#### Data listing
#####

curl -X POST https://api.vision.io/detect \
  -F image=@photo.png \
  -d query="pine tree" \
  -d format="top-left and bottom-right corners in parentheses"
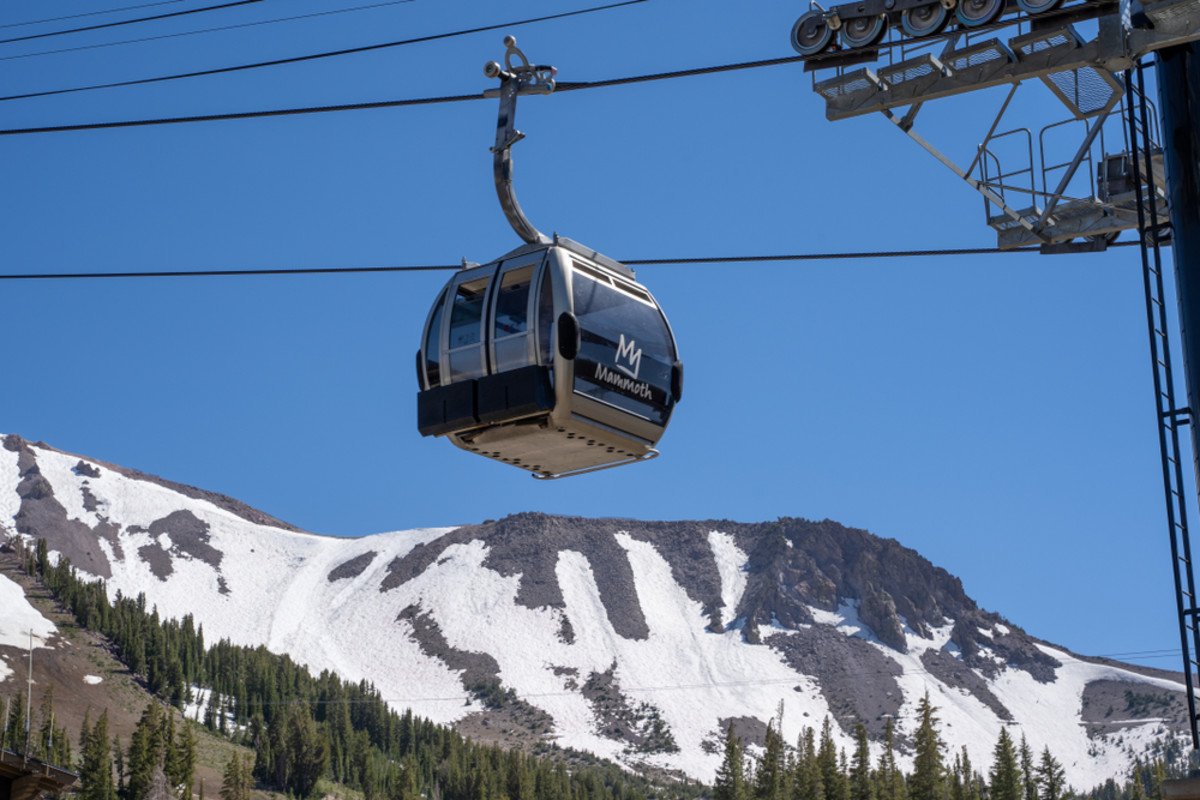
top-left (1018, 730), bottom-right (1038, 800)
top-left (79, 709), bottom-right (116, 800)
top-left (1036, 746), bottom-right (1067, 800)
top-left (850, 722), bottom-right (875, 800)
top-left (221, 750), bottom-right (251, 800)
top-left (792, 727), bottom-right (824, 800)
top-left (713, 720), bottom-right (745, 800)
top-left (908, 693), bottom-right (946, 800)
top-left (989, 728), bottom-right (1024, 800)
top-left (754, 720), bottom-right (785, 800)
top-left (877, 716), bottom-right (907, 800)
top-left (961, 745), bottom-right (982, 800)
top-left (4, 692), bottom-right (25, 753)
top-left (172, 721), bottom-right (196, 800)
top-left (287, 706), bottom-right (329, 798)
top-left (817, 717), bottom-right (850, 800)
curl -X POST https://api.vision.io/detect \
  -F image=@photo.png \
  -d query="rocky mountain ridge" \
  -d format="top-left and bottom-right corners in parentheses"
top-left (0, 435), bottom-right (1182, 788)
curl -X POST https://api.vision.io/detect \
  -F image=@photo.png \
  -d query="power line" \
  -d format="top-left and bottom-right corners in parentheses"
top-left (0, 49), bottom-right (802, 136)
top-left (0, 241), bottom-right (1138, 281)
top-left (0, 0), bottom-right (413, 61)
top-left (0, 92), bottom-right (480, 136)
top-left (0, 0), bottom-right (182, 29)
top-left (0, 0), bottom-right (647, 101)
top-left (0, 0), bottom-right (263, 44)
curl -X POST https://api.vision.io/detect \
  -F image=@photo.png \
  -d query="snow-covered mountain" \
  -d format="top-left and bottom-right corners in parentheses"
top-left (0, 435), bottom-right (1186, 789)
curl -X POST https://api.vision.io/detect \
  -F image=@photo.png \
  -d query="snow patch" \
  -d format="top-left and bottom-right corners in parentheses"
top-left (708, 530), bottom-right (749, 616)
top-left (0, 575), bottom-right (58, 681)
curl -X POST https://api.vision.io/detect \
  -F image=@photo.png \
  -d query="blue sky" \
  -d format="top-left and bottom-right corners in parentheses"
top-left (0, 0), bottom-right (1194, 668)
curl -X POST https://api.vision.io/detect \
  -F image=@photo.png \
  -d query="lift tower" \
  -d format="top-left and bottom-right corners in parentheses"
top-left (791, 0), bottom-right (1200, 750)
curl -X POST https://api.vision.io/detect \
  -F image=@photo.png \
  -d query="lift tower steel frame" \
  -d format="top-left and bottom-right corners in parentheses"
top-left (792, 0), bottom-right (1200, 750)
top-left (1144, 42), bottom-right (1200, 750)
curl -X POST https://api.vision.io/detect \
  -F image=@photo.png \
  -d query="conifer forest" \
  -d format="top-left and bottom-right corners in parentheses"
top-left (0, 541), bottom-right (1187, 800)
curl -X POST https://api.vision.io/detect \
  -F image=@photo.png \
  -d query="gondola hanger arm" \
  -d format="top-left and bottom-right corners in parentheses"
top-left (484, 36), bottom-right (557, 245)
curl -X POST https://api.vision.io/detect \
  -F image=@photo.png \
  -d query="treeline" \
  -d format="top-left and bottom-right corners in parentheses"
top-left (714, 694), bottom-right (1183, 800)
top-left (6, 540), bottom-right (702, 800)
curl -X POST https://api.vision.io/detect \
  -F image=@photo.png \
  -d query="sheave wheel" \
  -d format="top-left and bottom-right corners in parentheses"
top-left (954, 0), bottom-right (1004, 28)
top-left (792, 10), bottom-right (833, 55)
top-left (900, 2), bottom-right (950, 38)
top-left (841, 16), bottom-right (888, 48)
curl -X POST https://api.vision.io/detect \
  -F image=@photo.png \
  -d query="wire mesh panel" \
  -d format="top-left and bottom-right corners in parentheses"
top-left (1042, 66), bottom-right (1124, 120)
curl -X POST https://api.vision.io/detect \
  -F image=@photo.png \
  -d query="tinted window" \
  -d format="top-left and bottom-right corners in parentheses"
top-left (572, 271), bottom-right (674, 425)
top-left (538, 264), bottom-right (554, 363)
top-left (496, 266), bottom-right (533, 338)
top-left (425, 293), bottom-right (445, 389)
top-left (450, 278), bottom-right (487, 349)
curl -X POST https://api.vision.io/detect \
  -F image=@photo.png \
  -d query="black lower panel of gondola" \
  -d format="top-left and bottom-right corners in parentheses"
top-left (416, 365), bottom-right (554, 437)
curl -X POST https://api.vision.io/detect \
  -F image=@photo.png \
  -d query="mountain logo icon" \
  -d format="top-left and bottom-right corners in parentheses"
top-left (613, 333), bottom-right (642, 380)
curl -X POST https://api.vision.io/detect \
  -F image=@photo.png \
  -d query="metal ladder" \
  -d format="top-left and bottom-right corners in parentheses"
top-left (1124, 61), bottom-right (1200, 748)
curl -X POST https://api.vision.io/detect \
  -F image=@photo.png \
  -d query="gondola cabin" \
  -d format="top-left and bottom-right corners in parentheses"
top-left (416, 237), bottom-right (683, 477)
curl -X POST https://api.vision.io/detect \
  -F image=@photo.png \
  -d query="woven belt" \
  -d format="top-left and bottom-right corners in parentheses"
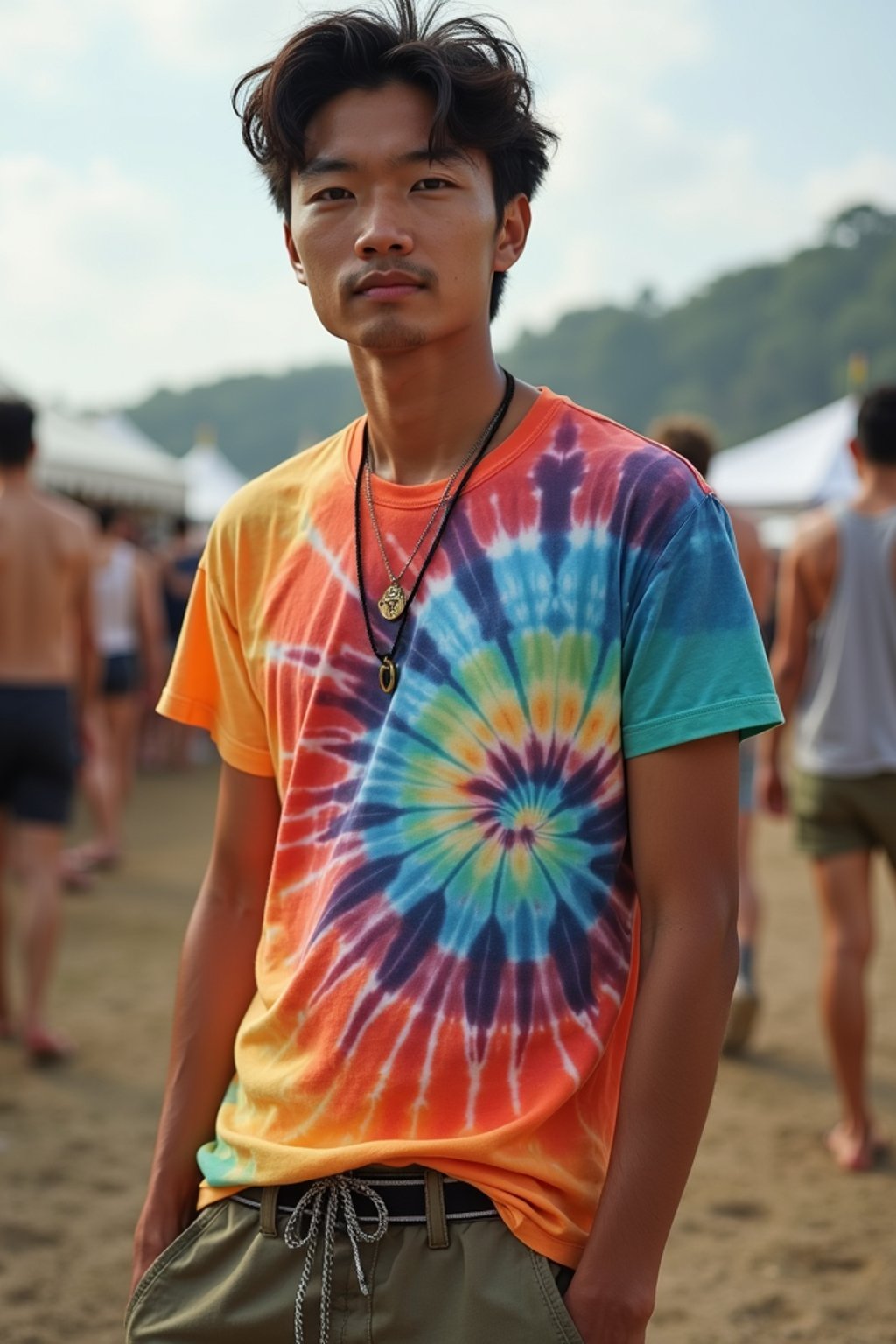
top-left (230, 1168), bottom-right (497, 1344)
top-left (231, 1171), bottom-right (497, 1223)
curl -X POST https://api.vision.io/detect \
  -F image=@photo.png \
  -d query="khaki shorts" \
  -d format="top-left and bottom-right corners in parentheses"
top-left (790, 770), bottom-right (896, 868)
top-left (125, 1177), bottom-right (582, 1344)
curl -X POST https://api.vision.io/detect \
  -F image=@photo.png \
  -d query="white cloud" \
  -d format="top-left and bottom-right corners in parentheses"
top-left (0, 0), bottom-right (94, 98)
top-left (0, 0), bottom-right (896, 402)
top-left (0, 156), bottom-right (340, 404)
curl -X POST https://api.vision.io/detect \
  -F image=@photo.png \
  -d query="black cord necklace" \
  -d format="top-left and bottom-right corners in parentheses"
top-left (354, 368), bottom-right (516, 695)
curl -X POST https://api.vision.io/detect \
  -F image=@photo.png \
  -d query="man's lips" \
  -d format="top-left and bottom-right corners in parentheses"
top-left (354, 270), bottom-right (424, 298)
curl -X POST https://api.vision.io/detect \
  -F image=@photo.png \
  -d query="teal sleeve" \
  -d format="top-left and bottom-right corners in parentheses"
top-left (622, 494), bottom-right (782, 757)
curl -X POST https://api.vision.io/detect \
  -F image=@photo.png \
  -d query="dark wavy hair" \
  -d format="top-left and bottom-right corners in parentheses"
top-left (0, 396), bottom-right (35, 466)
top-left (856, 383), bottom-right (896, 466)
top-left (231, 0), bottom-right (557, 317)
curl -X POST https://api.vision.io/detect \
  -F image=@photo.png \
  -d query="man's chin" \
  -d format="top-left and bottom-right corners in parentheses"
top-left (351, 317), bottom-right (427, 352)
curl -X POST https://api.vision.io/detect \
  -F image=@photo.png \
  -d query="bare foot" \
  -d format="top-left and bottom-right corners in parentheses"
top-left (23, 1027), bottom-right (75, 1065)
top-left (65, 840), bottom-right (121, 872)
top-left (825, 1121), bottom-right (889, 1172)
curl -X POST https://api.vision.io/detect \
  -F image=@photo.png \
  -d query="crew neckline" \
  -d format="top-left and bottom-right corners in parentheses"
top-left (342, 387), bottom-right (564, 509)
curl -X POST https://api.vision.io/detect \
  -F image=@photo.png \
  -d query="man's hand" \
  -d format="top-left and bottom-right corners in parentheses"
top-left (563, 1276), bottom-right (653, 1344)
top-left (128, 1196), bottom-right (196, 1297)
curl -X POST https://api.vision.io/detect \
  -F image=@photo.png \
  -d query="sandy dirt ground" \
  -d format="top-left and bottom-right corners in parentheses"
top-left (0, 769), bottom-right (896, 1344)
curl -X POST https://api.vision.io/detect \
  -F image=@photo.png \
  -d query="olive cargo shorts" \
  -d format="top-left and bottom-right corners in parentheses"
top-left (125, 1199), bottom-right (582, 1344)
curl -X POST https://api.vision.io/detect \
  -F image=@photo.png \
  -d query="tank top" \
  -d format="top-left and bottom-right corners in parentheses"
top-left (794, 507), bottom-right (896, 775)
top-left (93, 542), bottom-right (140, 657)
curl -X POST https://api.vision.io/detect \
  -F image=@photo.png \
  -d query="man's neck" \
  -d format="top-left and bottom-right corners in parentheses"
top-left (853, 461), bottom-right (896, 514)
top-left (0, 466), bottom-right (33, 494)
top-left (352, 344), bottom-right (533, 485)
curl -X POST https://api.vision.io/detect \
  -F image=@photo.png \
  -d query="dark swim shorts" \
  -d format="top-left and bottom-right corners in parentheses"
top-left (102, 653), bottom-right (141, 696)
top-left (0, 685), bottom-right (75, 827)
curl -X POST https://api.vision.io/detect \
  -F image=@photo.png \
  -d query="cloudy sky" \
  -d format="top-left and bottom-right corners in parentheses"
top-left (0, 0), bottom-right (896, 407)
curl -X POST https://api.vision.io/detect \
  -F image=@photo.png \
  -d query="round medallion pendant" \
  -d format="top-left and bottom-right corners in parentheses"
top-left (380, 657), bottom-right (397, 695)
top-left (376, 582), bottom-right (407, 621)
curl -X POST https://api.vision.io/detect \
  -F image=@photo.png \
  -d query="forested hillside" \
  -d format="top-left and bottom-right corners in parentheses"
top-left (128, 206), bottom-right (896, 474)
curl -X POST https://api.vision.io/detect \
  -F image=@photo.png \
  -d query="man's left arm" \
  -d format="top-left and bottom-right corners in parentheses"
top-left (565, 732), bottom-right (738, 1344)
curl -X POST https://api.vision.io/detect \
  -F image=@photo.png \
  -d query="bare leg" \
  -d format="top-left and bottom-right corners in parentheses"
top-left (68, 700), bottom-right (122, 868)
top-left (106, 695), bottom-right (141, 808)
top-left (721, 810), bottom-right (759, 1055)
top-left (20, 822), bottom-right (71, 1061)
top-left (813, 850), bottom-right (878, 1171)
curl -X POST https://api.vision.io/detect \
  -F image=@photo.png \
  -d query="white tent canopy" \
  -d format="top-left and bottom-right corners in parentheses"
top-left (35, 410), bottom-right (184, 514)
top-left (180, 438), bottom-right (246, 523)
top-left (710, 396), bottom-right (858, 514)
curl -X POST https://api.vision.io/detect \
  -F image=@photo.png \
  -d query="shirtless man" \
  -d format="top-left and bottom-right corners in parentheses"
top-left (0, 399), bottom-right (94, 1063)
top-left (759, 384), bottom-right (896, 1171)
top-left (648, 416), bottom-right (773, 1055)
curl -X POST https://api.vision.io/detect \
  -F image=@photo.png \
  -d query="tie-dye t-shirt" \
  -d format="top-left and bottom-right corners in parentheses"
top-left (161, 391), bottom-right (779, 1264)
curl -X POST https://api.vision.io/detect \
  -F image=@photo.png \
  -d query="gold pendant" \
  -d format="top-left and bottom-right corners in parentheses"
top-left (380, 657), bottom-right (397, 695)
top-left (376, 579), bottom-right (407, 621)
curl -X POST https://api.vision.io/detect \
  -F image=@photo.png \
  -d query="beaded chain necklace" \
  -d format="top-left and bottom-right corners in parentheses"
top-left (354, 369), bottom-right (516, 695)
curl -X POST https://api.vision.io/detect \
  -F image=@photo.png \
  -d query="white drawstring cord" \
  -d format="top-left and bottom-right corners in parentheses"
top-left (284, 1174), bottom-right (388, 1344)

#####

#### TASK OBJECTIVE
Pull out every line of the items above that contains the string "black", and list those lines in full.

#### ANSWER TO THE TASK
  -d query="black lower panel of gondola" \
  -d query="black cord necklace" \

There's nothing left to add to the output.